THE PROBLEM: Render every line of the records below as a JSON list of strings, one string per line, with blank lines dropped and the pictures left out.

[Records pointing to named objects]
◇ ◇ ◇ ◇ ◇

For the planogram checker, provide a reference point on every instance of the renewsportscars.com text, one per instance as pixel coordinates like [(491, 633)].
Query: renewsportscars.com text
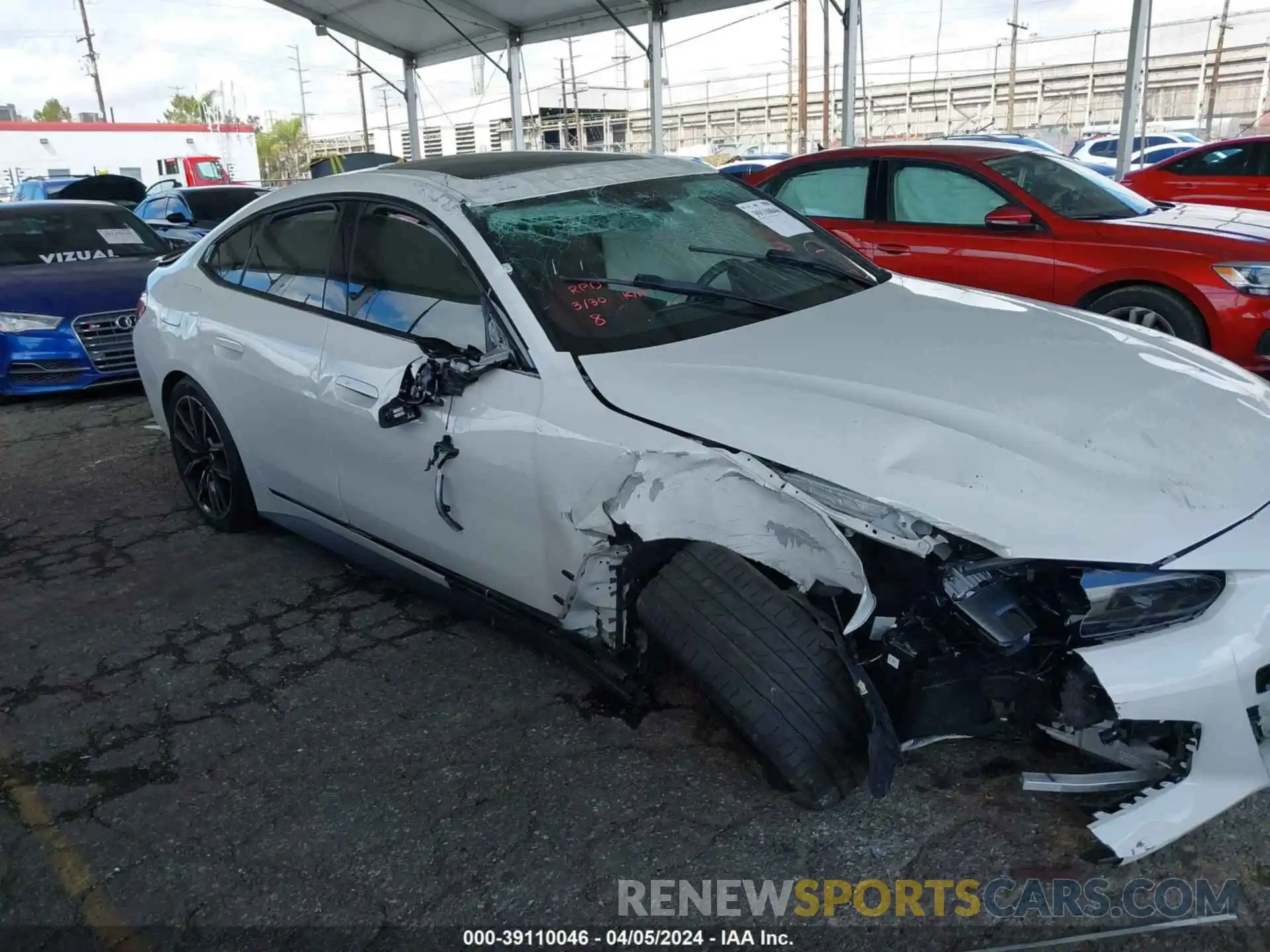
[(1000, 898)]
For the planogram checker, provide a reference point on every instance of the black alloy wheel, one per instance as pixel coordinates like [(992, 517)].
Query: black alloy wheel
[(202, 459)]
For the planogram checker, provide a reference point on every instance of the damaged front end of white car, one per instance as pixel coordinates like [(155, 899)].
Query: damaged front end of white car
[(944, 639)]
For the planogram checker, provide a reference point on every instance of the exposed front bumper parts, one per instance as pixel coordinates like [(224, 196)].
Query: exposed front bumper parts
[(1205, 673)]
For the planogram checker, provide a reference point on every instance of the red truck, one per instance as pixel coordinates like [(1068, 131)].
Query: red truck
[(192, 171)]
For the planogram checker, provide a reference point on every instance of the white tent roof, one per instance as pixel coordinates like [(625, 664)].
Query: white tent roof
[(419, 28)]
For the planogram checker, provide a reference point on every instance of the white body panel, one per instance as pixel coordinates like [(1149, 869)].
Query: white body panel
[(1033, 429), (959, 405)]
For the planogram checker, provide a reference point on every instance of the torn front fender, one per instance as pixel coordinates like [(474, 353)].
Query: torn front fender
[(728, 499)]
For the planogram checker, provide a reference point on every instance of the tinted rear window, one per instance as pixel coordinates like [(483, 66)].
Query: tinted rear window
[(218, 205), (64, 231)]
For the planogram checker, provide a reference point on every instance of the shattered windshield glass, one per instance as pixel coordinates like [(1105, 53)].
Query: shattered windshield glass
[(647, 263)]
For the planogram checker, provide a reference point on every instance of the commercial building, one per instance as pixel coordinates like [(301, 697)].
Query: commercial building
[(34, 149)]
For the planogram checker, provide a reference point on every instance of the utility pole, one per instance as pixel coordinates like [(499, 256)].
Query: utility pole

◇ ◇ ◇ ◇ ◇

RESPONSE TO THE TASK:
[
  "For the planogram checker, provide a reference point on every instance of the renewsportscars.com text, one per instance as pixel coordinates like [(491, 633)].",
  "Query: renewsportscars.com text",
  "[(1000, 898)]",
  "For the planogram checker, provide a reference point on every instance of the black alloy wheel, one per instance as pixel coordinates like [(992, 517)].",
  "Query: black alloy wheel",
  "[(202, 459)]",
  "For the planogram checker, provide a reference point on every instance of the damaged front end of white car, one per instance as pixel coordinates like [(155, 899)].",
  "Query: damaged front end of white car",
  "[(944, 639)]",
  "For the planogram checker, provide a reference point on every instance of the exposed front bumper parts, one per instance as pixel coordinates like [(224, 196)].",
  "Query: exposed front bumper parts",
  "[(1205, 673)]",
  "For the planogram checker, provide a reference point on every instance of the red truck, one per instance as pixel coordinates like [(1068, 131)].",
  "Query: red truck",
  "[(192, 171)]",
  "For the planogram checker, provide a reference point on every instance of the white tent roof, one per instance as pixel coordinates like [(625, 664)].",
  "Query: white tent roof",
  "[(419, 28)]",
  "For the planogram checker, provide a reference point on every instance of the white body panel, one per instance as pixel coordinates like [(1149, 869)].",
  "Query: white body panel",
  "[(1033, 429), (959, 405)]",
  "For the planogram checker, provide a reference point on every instance of the torn front fender, one per instance as pixel coordinates like [(474, 353)].",
  "Query: torn front fender",
  "[(728, 499)]",
  "For the planogram checker, provide a reference point on every instance of the tinted rear window, one per instance as pixel coordinates like [(483, 66)].",
  "Query: tinted rear window",
  "[(218, 205), (64, 231)]",
  "For the planogram checker, provide a reference point on every instance of the shattered windshield glass, one per instance as pixel coordinates like [(1105, 53)].",
  "Query: shattered windshield glass",
  "[(647, 263)]",
  "For the planogram checker, provide a reference point on every instance of the commercial building, one per instance as pixel coordinates like [(301, 697)].",
  "Query: commercial building",
  "[(34, 149)]",
  "For the planogram checker, provide a reference point on every instance of the utility pole, one per instance as pixel coordinates like [(499, 256)].",
  "Query: utility pole"
]